### TEXTO DE LECTURA
¿Qué más debe suceder?

El desbarajustado y caótico Gobierno británico obliga a sus ciudadanos a una reclusión de 15 días si vienen a nuestro país –las ultimas noticias nos indican que estudia la posibilidad de reducir el periodo de encierro, supongo que para tener activos en el menor tiempo posible a los ministros a los que la improvisada medida les sorprendió precisamente en España–. Por nuestra parte, hemos reaccionado inmediatamente, pero no en contra de la decisión de Downing Street. Una vez más, hemos vuelto la mirada llena de desconfianza, rencor y hasta con odio hacia nuestro Gobierno. ¡Incapaz!, ¡improvisador de ocasión! o ¡cuadrilla de ineptos!, es lo menos agresivo que he podido oír estos días.

No digo que no existan motivos para el descontento y hasta para la frustración, pero deberíamos pensar también que la decisión británica es la representación viva del populismo que muchos combatimos y del nacionalismo que se opone –lo hará inútilmente– al progreso de una mundialización imparable. Nuestro Gobierno es criticable, desde luego; pero el británico da la impresión que ha logrado ser peor que los inmediatamente anteriores de signo conservador –recordemos los diversos referéndums y su espantada europea–, y para lograrlo ha tenido que hacer muchos esfuerzos. Boris Johnson ha gritado ¡viva la autarquía! y, sin necesidad de expresarlo, ha obligado a sus ciudadanos a realizar sus vacaciones en casa. Critiquemos a nuestro Ejecutivo, motivos tenemos, pero no olvidemos que el británico es el ejemplo más catastrófico de lo que supone la mezcla de nacionalismo, ignorancia y complejo de superioridad.

Cierto es que el Gobierno español debía tener en su poder un plan tranquilizador para desarrollar entre los países que aportan un mayor número de turistas a España; y, sin embargo, hemos visto a nuestra ministra de Exteriores estas últimas semanas reunida con Picardo, el ministro principal de Gibraltar y en Ankara... o realizando una merecida defensa de las Islas Baleares y Canarias, olvidándose de otras zonas de la península que reciben desde hace muchos años un gran número de británicos. Ahora bien, coincidamos en la dificultad de prever cuáles son las razones últimas de quienes basan su política en sentimientos nacionalistas y en demagogias irracionales... Johnson representa bien esa mayúscula dificultad.

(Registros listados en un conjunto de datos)
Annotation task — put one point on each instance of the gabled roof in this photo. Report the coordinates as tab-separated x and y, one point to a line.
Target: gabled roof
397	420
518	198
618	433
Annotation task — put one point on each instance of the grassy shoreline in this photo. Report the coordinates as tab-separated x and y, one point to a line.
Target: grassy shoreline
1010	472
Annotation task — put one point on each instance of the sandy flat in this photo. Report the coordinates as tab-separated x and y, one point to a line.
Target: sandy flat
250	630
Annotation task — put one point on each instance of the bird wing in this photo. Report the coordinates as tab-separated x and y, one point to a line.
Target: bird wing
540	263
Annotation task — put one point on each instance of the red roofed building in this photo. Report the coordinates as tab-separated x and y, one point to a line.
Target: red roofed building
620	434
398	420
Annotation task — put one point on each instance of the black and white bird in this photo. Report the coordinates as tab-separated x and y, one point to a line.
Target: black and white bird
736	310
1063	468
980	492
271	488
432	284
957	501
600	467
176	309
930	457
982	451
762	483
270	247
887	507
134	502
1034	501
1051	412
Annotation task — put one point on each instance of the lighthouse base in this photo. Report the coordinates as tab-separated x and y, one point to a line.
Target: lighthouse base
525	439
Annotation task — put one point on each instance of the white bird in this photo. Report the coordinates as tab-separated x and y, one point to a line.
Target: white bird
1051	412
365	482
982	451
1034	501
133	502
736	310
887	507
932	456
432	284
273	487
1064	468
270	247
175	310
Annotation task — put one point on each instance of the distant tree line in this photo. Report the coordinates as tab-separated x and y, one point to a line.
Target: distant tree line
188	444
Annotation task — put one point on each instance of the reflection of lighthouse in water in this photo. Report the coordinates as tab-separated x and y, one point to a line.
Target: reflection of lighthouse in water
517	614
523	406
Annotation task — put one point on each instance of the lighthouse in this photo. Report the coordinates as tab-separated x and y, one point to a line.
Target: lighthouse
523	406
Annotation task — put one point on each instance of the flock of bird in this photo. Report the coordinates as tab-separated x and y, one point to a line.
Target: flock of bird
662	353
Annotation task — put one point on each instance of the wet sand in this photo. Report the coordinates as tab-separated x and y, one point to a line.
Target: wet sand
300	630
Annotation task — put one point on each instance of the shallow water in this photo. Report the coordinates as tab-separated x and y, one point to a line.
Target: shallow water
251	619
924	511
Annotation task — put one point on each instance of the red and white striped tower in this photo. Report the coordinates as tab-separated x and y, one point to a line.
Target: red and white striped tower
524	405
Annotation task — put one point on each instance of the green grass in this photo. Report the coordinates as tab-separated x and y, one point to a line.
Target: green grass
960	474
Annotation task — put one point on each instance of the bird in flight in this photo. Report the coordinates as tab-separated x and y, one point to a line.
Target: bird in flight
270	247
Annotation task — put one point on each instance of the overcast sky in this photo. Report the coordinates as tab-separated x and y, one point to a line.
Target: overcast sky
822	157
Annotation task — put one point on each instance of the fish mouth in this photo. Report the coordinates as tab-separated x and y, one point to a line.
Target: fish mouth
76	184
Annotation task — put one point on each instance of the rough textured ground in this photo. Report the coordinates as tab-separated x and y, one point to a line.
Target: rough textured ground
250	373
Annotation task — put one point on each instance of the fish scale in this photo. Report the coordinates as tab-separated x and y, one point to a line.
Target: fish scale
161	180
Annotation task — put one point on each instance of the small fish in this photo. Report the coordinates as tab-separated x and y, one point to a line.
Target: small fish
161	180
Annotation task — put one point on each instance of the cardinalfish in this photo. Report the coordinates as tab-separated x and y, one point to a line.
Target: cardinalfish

### TAREA PENDIENTE
Por favor, extrae completo el texto sobre la cuarentena impuesta por el Gobierno británico, sin cambiar una sola palabra.

### RESPUESTA
¿Qué más debe suceder?

El desbarajustado y caótico Gobierno británico obliga a sus ciudadanos a una reclusión de 15 días si vienen a nuestro país –las ultimas noticias nos indican que estudia la posibilidad de reducir el periodo de encierro, supongo que para tener activos en el menor tiempo posible a los ministros a los que la improvisada medida les sorprendió precisamente en España–. Por nuestra parte, hemos reaccionado inmediatamente, pero no en contra de la decisión de Downing Street. Una vez más, hemos vuelto la mirada llena de desconfianza, rencor y hasta con odio hacia nuestro Gobierno. ¡Incapaz!, ¡improvisador de ocasión! o ¡cuadrilla de ineptos!, es lo menos agresivo que he podido oír estos días.

No digo que no existan motivos para el descontento y hasta para la frustración, pero deberíamos pensar también que la decisión británica es la representación viva del populismo que muchos combatimos y del nacionalismo que se opone –lo hará inútilmente– al progreso de una mundialización imparable. Nuestro Gobierno es criticable, desde luego; pero el británico da la impresión que ha logrado ser peor que los inmediatamente anteriores de signo conservador –recordemos los diversos referéndums y su espantada europea–, y para lograrlo ha tenido que hacer muchos esfuerzos. Boris Johnson ha gritado ¡viva la autarquía! y, sin necesidad de expresarlo, ha obligado a sus ciudadanos a realizar sus vacaciones en casa. Critiquemos a nuestro Ejecutivo, motivos tenemos, pero no olvidemos que el británico es el ejemplo más catastrófico de lo que supone la mezcla de nacionalismo, ignorancia y complejo de superioridad.

Cierto es que el Gobierno español debía tener en su poder un plan tranquilizador para desarrollar entre los países que aportan un mayor número de turistas a España; y, sin embargo, hemos visto a nuestra ministra de Exteriores estas últimas semanas reunida con Picardo, el ministro principal de Gibraltar y en Ankara... o realizando una merecida defensa de las Islas Baleares y Canarias, olvidándose de otras zonas de la península que reciben desde hace muchos años un gran número de británicos. Ahora bien, coincidamos en la dificultad de prever cuáles son las razones últimas de quienes basan su política en sentimientos nacionalistas y en demagogias irracionales... Johnson representa bien esa mayúscula dificultad.